* YOUR GOAL
Count the lines in the data below that contain the string "space", treating uppercase and lowercase as different, and give only that number.

* RECORDED INFORMATION
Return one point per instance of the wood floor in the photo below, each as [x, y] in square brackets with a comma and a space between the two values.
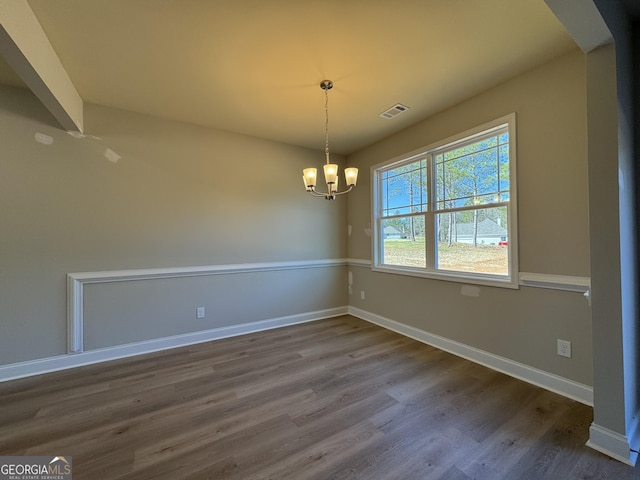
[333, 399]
---
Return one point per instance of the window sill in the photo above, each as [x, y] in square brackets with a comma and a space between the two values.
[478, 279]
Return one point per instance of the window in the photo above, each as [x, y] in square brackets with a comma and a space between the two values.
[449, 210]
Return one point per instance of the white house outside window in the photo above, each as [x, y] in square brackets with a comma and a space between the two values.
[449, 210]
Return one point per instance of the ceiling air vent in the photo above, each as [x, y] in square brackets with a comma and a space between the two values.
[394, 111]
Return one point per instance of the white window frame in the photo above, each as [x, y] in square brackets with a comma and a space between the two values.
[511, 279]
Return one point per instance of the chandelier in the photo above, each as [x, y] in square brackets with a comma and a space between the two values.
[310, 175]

* ANSWER
7